» **What the task asks**: In the article about K. Chad Clay's TEDxUGA talk below, how many of the 18 major human rights treaties has the United States ratified?

» **Text extract**:
════
SPIA Associate Professor K. Chad Clay wants to reduce human suffering, and he bets you do, too.

In his TEDxUGA 2023 talk, Clay, the director of SPIA’s Center for the Study of Global Issues (GLOBIS), argues that most Americans care about human rights, even though the United States, which leads the world according to most economic, military, and cultural benchmarks, performs relatively poorly on most human rights measures.

Clay defined human rights as those recognized by United Nations agreements, including civil and political rights (which include freedom from torture, the right to political participation, the right to free expression), economic, social, and cultural rights, (for example, the rights to education, healthcare, or an adequate wage), and freedom from discrimination based on gender, ethnicity, religion, or any other status. In 2021, the U.S. ranked 114 out of 195 countries on citizen safety from state violence, well behind all other high-income democracies, and dead last among high-income democracies on the right to health care, based on data from 2020, the most recent available.

The United States also largely avoids enforcing human rights on the international level, having ratified just five of the 18 major human rights treaties. It is one of eight countries that has failed to ratify the Convention on the Eliminations of all Forms of Discrimination Against Women, and the only one that declined to ratify the Convention on the Rights of the Child.

“These failures have two meanings,” Clay shared in the talk. “First, our rights here in the U.S. are less guaranteed than others are all over the world. But second, and beyond that, by sitting on the sidelines of the international human rights movement, the United States has denied the world the benefit of its economic power and cultural influence in seeking better human rights outcomes for everyone everywhere.”

But why?

One obstacle to general support for human rights, Clay maintains, is a lack of useful data on the subject.

“In the U.S., and worldwide, we don’t tend to think of human rights as much as things like economic growth and development or military power,” said Clay. “One of the main reasons for that is that we simply don’t have data and metrics on human rights to the extent we do on all these other aspects of governmental performance and day-to-day life.”

In addition to scarce data, Clay points out, the historical mythos of American exceptionalism clouds our willingness to accept U.S. weakness in any category.

“The United States is the richest country in the world, with the biggest economy,” he said. “It has, arguably, the most powerful military in the world. The metrics we have say that the U.S. is this powerful, strong state doing a great job. The story that people tend to tell themselves is that, sure, the U.S. has problems, but it is better to live here than anywhere else.”

This sense of superiority, at least on human rights, is a delusion, Clay argues.

“The U.S. almost always comes in near the bottom of high-income democracies on the things we might call physical integrity rights, to be free from things like torture, killing, disappearance, arbitrary arrests, and freedom from the death penalty,” he said. “I think it is time for us to reframe our thinking about that and decide how we could actually live up to our ideals. U.S. policy and the world would be better for it.”

As a professor, Clay takes a bottom-up approach to solving this problem of perspective. By educating the populace on the topic of human rights, he hopes to build enough passion for the subject that legislators are forced to take note.

“My belief, because it happened in my life, is that if you learn about this stuff, you start to care about it,” said Clay. “The more people who care about it, the more advantage it creates for the politician that takes it seriously, because we will demand it. I think there’s leverage to be had from political leaders that want to show the degree of distance between U.S. self-image and U.S. behavior, and building a political coalition around doing better.”
════
» **Information supplied**:
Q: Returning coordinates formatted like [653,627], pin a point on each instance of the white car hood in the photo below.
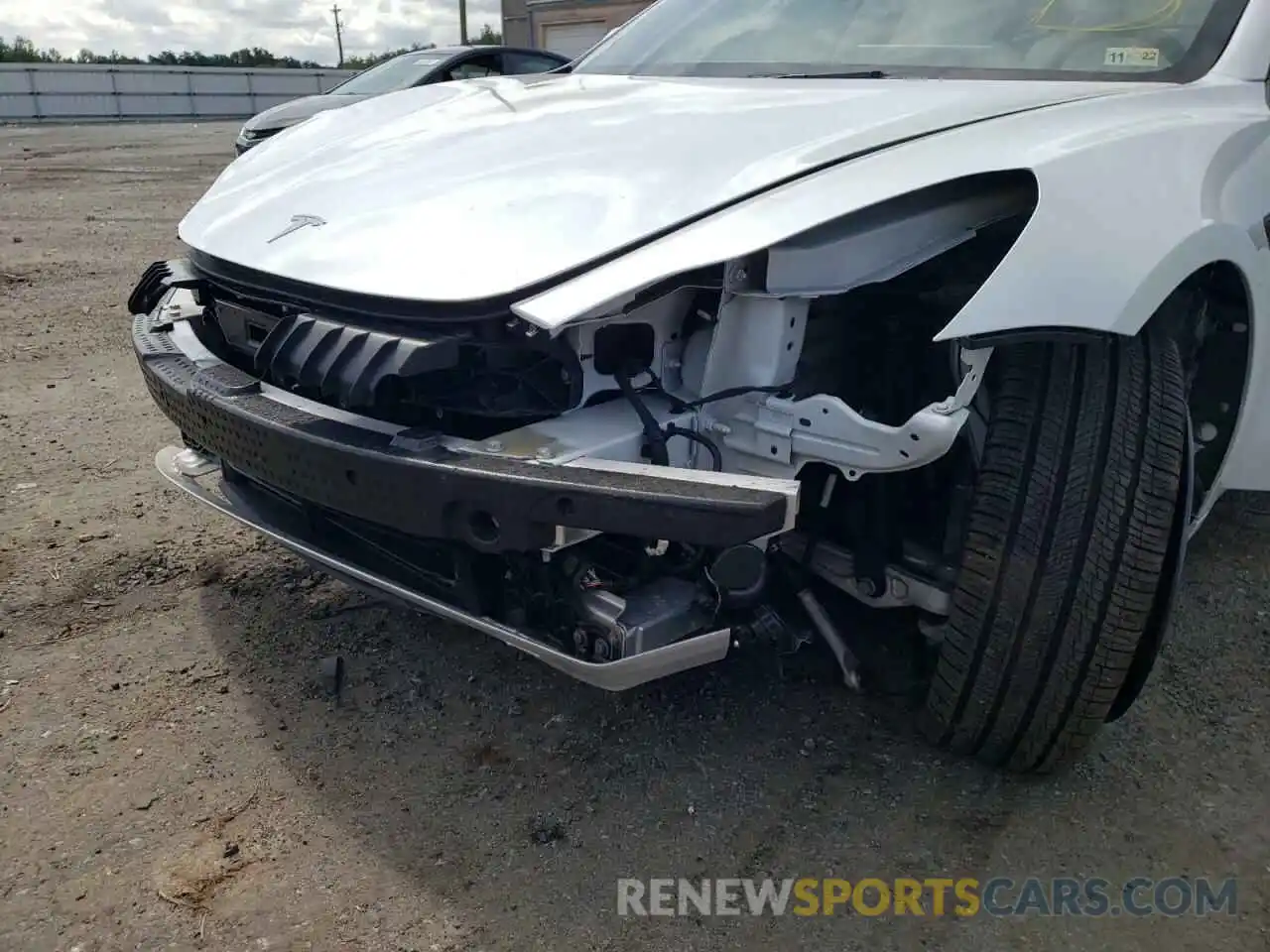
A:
════
» **Response to the exercise**: Five.